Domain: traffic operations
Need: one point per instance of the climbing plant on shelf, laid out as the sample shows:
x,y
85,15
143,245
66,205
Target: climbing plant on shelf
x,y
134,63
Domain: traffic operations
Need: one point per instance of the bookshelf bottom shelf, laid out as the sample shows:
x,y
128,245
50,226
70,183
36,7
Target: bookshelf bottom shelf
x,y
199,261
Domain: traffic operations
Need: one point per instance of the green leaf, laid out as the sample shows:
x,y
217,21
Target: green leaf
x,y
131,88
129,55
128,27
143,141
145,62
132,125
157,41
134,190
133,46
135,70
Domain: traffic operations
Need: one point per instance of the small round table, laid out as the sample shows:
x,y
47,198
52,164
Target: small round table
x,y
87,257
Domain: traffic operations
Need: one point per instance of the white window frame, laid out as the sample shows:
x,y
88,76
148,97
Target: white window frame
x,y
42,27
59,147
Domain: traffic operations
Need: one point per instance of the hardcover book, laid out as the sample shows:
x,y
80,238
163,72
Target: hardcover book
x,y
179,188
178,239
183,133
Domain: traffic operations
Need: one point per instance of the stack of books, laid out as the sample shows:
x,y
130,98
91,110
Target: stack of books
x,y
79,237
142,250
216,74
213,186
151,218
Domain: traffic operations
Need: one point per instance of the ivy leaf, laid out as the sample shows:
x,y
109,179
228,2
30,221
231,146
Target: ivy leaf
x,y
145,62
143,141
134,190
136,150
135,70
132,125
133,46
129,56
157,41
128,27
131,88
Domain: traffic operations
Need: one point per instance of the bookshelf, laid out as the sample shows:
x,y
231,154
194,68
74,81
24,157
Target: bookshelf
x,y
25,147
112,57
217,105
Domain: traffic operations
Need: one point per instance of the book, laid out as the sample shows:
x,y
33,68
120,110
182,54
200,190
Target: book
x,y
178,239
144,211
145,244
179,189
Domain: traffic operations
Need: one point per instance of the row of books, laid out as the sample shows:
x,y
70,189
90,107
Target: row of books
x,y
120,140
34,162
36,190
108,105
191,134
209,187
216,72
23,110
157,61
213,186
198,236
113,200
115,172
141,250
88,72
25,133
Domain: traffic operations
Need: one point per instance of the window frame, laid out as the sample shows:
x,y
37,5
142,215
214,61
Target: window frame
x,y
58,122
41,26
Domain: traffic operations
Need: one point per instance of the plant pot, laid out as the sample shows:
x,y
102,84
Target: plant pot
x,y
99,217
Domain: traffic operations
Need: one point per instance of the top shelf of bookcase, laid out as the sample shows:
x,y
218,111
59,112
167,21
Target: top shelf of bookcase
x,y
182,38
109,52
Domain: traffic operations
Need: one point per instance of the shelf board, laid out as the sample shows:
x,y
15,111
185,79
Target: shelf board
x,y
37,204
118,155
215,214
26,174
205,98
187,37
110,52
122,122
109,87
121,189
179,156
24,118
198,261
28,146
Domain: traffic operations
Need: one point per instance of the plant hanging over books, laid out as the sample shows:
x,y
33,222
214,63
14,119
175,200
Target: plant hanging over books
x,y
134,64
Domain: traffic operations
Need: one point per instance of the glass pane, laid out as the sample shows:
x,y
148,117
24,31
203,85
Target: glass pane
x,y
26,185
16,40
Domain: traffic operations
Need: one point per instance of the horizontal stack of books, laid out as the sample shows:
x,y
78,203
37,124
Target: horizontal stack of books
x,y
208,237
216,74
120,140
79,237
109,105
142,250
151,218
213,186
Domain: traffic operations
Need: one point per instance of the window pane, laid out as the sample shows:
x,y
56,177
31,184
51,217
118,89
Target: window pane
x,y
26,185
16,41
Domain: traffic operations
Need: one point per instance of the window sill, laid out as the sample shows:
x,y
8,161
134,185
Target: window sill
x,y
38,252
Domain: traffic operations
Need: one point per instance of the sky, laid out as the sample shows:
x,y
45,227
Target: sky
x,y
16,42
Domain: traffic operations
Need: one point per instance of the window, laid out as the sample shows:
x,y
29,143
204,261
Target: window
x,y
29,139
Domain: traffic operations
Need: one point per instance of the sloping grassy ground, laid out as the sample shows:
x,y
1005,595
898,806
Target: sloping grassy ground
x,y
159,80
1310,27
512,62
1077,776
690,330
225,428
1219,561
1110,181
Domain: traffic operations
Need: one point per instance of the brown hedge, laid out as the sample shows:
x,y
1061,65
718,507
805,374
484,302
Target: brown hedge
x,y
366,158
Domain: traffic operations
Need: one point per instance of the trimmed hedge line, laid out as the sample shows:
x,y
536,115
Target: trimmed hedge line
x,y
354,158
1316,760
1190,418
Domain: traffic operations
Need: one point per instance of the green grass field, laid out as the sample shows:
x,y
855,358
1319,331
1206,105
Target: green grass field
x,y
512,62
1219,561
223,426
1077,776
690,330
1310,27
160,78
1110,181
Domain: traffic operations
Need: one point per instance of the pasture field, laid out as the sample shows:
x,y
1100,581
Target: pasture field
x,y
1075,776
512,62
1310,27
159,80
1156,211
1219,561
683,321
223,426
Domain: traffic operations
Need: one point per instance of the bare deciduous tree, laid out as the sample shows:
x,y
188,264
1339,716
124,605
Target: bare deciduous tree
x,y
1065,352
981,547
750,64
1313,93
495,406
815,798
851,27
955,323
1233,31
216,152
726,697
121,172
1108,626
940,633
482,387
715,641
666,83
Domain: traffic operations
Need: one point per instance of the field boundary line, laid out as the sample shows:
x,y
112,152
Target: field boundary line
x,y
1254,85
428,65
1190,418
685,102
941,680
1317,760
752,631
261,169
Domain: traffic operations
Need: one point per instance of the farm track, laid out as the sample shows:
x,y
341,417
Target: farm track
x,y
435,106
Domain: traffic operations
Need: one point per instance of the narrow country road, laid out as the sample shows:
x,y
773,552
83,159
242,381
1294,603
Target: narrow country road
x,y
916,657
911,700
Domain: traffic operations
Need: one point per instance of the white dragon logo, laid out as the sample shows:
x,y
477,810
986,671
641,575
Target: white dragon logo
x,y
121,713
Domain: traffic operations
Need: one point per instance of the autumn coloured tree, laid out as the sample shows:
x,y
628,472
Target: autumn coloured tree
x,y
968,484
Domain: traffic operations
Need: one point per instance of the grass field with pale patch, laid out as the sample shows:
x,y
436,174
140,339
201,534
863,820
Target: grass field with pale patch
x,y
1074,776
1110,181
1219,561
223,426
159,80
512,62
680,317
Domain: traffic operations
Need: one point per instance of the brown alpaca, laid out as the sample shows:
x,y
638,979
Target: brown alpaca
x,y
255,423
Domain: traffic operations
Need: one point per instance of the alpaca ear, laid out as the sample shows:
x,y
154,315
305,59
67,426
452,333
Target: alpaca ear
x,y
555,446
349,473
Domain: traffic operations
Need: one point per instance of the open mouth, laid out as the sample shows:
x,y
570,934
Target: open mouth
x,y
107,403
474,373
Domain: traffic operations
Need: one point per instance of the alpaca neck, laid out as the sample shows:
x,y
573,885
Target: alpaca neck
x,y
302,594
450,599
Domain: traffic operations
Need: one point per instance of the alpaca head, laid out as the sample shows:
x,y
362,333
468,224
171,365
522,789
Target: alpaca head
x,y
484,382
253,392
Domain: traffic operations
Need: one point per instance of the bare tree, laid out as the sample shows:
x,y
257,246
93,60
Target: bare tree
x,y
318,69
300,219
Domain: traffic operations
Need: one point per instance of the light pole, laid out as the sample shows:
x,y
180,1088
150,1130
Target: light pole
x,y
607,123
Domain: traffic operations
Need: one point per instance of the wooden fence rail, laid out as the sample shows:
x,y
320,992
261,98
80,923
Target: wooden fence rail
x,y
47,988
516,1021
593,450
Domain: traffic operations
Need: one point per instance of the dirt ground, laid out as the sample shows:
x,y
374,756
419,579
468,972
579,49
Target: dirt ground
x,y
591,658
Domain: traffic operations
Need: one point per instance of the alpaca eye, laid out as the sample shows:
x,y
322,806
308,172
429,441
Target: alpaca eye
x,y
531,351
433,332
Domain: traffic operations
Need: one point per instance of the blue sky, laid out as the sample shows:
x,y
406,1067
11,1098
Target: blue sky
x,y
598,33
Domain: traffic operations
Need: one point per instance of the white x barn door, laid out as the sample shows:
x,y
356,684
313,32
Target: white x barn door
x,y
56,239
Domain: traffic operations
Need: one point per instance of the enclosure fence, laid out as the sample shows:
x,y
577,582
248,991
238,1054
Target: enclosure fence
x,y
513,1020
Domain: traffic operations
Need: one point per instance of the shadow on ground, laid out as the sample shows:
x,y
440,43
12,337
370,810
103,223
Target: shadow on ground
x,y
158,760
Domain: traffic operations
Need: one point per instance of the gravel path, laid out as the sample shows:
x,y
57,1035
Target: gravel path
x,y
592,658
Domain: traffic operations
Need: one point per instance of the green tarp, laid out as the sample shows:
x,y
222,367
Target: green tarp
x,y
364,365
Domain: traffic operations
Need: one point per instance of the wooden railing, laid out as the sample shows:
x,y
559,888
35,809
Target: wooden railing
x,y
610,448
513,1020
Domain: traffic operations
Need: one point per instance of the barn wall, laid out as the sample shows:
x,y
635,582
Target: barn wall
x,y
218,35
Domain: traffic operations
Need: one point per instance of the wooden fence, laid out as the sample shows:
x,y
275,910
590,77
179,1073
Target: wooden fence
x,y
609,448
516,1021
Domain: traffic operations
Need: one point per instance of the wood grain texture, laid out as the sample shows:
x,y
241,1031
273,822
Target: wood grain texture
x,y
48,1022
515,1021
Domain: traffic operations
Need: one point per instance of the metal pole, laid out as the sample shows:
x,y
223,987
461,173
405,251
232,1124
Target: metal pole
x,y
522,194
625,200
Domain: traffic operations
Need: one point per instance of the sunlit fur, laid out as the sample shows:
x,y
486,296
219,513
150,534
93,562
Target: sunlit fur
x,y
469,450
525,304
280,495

= = = = = = =

ACTIVITY >>
Give back precisely the lines above that start at the line containing "Need: one point per instance of the green tarp, laid" and end at the line containing "Need: one point per instance of the barn", inclusive. No other lines belong in the output.

TASK ANSWER >>
Need: one point per instance of the green tarp, laid out as the sample shows:
x,y
222,367
Target: green tarp
x,y
364,365
Domain: traffic operations
Need: one point per instance of the wooden railing, laid out as the sample shows:
x,y
559,888
35,809
Target: wooden railing
x,y
610,448
513,1020
Domain: traffic operations
Need: one point per instance of the barn wall, laid out as the sample shows:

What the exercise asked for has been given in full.